> _ТЕКСТ_:
####################
Читая подобные письма, мы видим, что в самом начале невозможно было себе и представить, во что выльются отношения этих незаурядных людей всего через несколько лет.
Замок ВалансэПримерно в это же время, а точнее — 7 мая 1803 года, Талейран приобрел для себя прекрасное имение с замком Валансэ, что стоило ему, по разным данным, от 1,60 до 2,05 миллиона франков.
Его Катрин стала настоящей владелицей замка. Она занималась там всем, всем давала указания, организовывала многочисленные приемы. Часто она совершала конные прогулки вокруг замка, одетая в мужской костюм, и это привлекало к себе удивленное внимание окружающих. Короче говоря, «мадам де Талейран царила в Валансэ, окруженная гостями, юными питомцами, соседями вроде Годо д’Антрагов, а также толпами слуг и служанок»[239].
####################
> _ИСХОДНЫЕ МАТЕРИАЛЫ_:
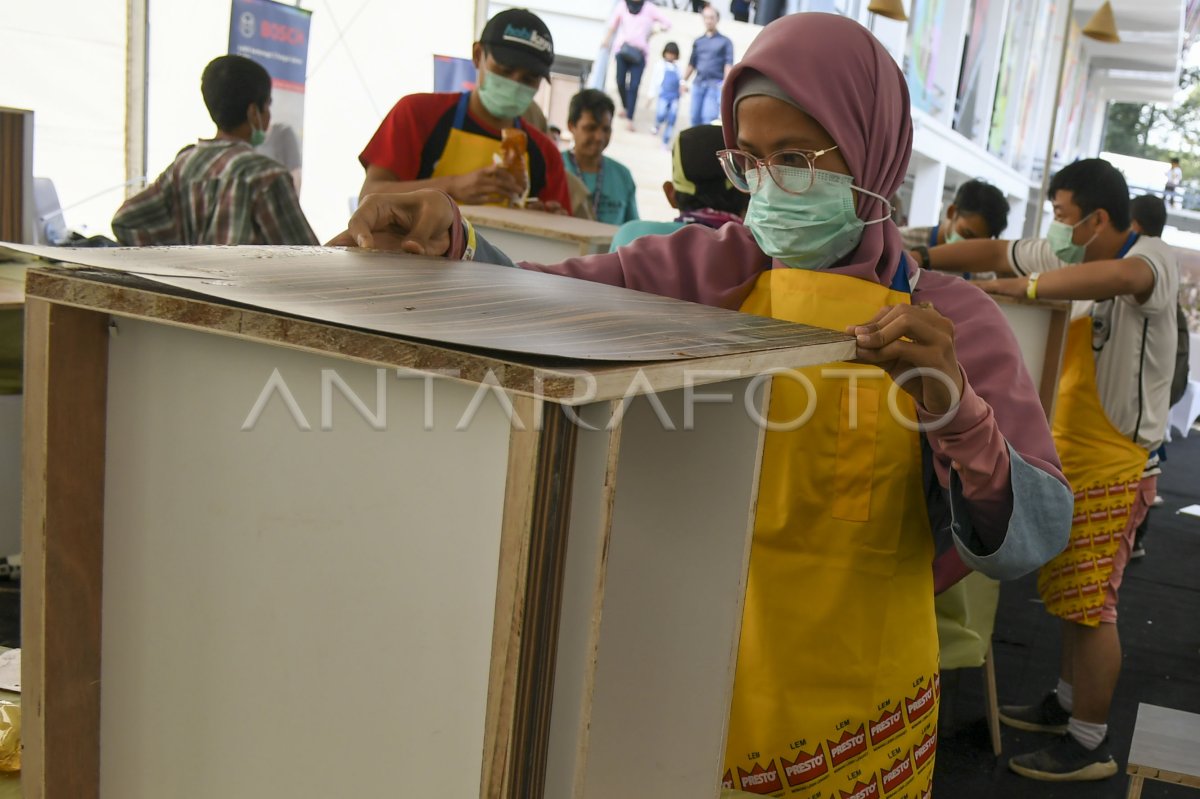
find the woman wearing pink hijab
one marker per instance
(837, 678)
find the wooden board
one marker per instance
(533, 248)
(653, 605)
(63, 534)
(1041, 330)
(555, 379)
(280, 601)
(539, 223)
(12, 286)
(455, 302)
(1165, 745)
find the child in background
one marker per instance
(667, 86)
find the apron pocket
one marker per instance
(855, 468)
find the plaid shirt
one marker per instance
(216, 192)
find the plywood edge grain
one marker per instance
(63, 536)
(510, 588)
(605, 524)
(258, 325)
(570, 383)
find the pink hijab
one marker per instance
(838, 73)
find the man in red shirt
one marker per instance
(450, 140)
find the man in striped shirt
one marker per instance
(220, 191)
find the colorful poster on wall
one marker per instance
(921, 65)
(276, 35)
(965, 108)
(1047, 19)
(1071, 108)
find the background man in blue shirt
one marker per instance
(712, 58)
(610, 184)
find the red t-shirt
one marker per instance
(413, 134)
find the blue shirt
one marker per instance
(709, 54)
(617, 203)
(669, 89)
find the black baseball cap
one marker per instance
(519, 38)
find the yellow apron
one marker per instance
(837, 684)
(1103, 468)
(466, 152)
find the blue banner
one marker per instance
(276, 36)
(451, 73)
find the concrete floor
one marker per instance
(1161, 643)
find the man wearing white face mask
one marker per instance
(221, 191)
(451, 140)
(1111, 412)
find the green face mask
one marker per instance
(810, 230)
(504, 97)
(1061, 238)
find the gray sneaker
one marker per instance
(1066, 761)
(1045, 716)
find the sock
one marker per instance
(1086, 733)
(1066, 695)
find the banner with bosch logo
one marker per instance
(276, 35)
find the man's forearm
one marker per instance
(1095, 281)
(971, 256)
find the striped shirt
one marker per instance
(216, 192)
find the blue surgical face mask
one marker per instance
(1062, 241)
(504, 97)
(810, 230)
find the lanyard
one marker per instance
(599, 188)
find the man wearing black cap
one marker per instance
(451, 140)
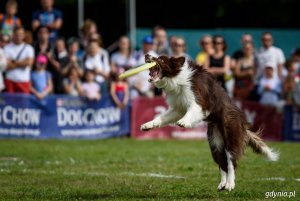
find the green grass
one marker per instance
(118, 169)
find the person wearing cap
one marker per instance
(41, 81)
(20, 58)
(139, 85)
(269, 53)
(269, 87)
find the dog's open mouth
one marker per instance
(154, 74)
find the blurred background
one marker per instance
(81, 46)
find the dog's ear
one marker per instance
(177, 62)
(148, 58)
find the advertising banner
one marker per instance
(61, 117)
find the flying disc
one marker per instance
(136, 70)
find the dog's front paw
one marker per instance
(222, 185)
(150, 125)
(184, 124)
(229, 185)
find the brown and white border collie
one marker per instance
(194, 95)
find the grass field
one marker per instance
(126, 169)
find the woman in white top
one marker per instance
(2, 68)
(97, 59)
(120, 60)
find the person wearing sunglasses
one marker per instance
####################
> _ЗАДАНИЕ_:
Ответьте по тексту о замке Валансэ:
1. Какого числа Талейран приобрел имение с замком Валансэ?
2. Во сколько ему обошлась эта покупка по разным данным?
3. В какой одежде Катрин совершала конные прогулки вокруг замка?

> _ОТВЕТ_:
1. 7 мая 1803 года.
2. От 1,60 до 2,05 миллиона франков.
3. В мужском костюме.